» Activity
Send each entry back exactly as given, pictures excluded.

» Provided records
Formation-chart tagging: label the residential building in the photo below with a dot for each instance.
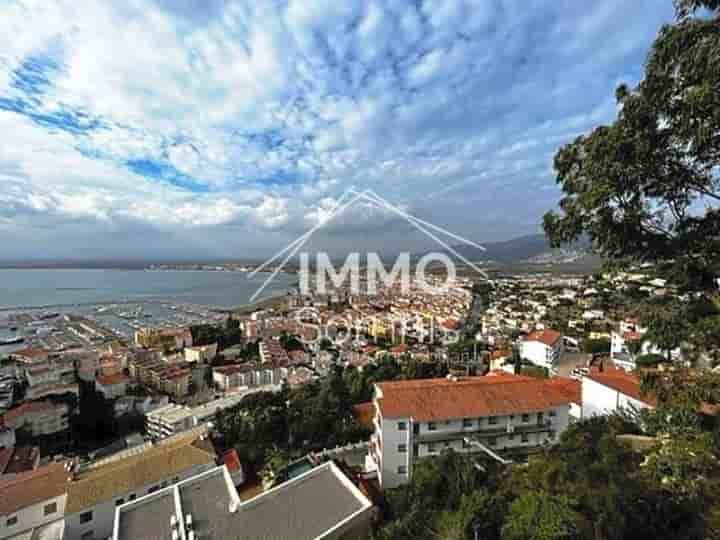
(173, 418)
(39, 418)
(164, 338)
(95, 492)
(417, 419)
(321, 503)
(543, 348)
(612, 390)
(16, 460)
(32, 504)
(112, 386)
(202, 354)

» Reply to the exercise
Formation-chart tagging: label the residential building in the photo below with a dot for each instance.
(173, 418)
(39, 418)
(164, 338)
(95, 492)
(417, 419)
(321, 503)
(543, 348)
(612, 390)
(16, 460)
(32, 504)
(112, 386)
(202, 354)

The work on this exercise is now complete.